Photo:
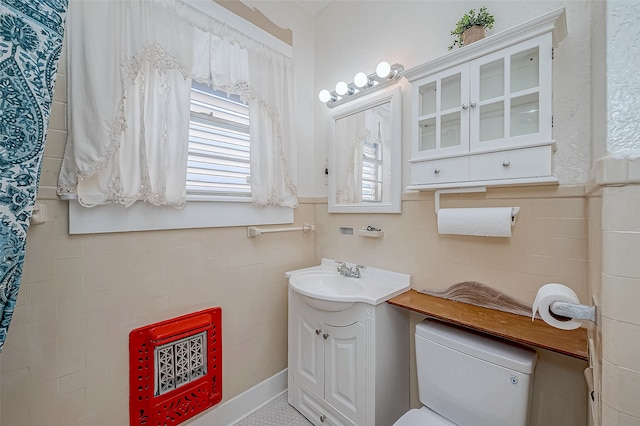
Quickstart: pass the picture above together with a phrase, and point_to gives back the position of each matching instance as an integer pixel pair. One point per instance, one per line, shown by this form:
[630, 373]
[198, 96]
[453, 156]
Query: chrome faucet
[353, 272]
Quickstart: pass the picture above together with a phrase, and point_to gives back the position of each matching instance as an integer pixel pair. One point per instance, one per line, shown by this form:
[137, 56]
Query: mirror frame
[392, 95]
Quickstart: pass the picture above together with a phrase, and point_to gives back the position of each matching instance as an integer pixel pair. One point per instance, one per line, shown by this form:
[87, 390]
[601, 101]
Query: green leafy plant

------------------------

• **Task to carry out**:
Output each entry above word for word. The pictures stay out.

• **Exercise output**:
Photo:
Quickstart: pass the picture above together with a phrase, and point_to gives back the position of each matching instance as an integer pixel pair. One point per instance, one per line, shown by this form:
[630, 373]
[198, 96]
[453, 156]
Query: chrome faucet
[353, 272]
Quickstart: pass the picture above together with a phrase, and point_to gives back the position of each matching instance as an integer pixel pair. One point per instance, one per line, shown by this form:
[137, 56]
Query: mirror frame
[392, 95]
Quickstart: pass the picture above together with a phrase, and point_to gives back the position of each matching instance as an integer pixel pair. One point per instance, one per line, shown by this form:
[87, 390]
[601, 101]
Query: green leafy plant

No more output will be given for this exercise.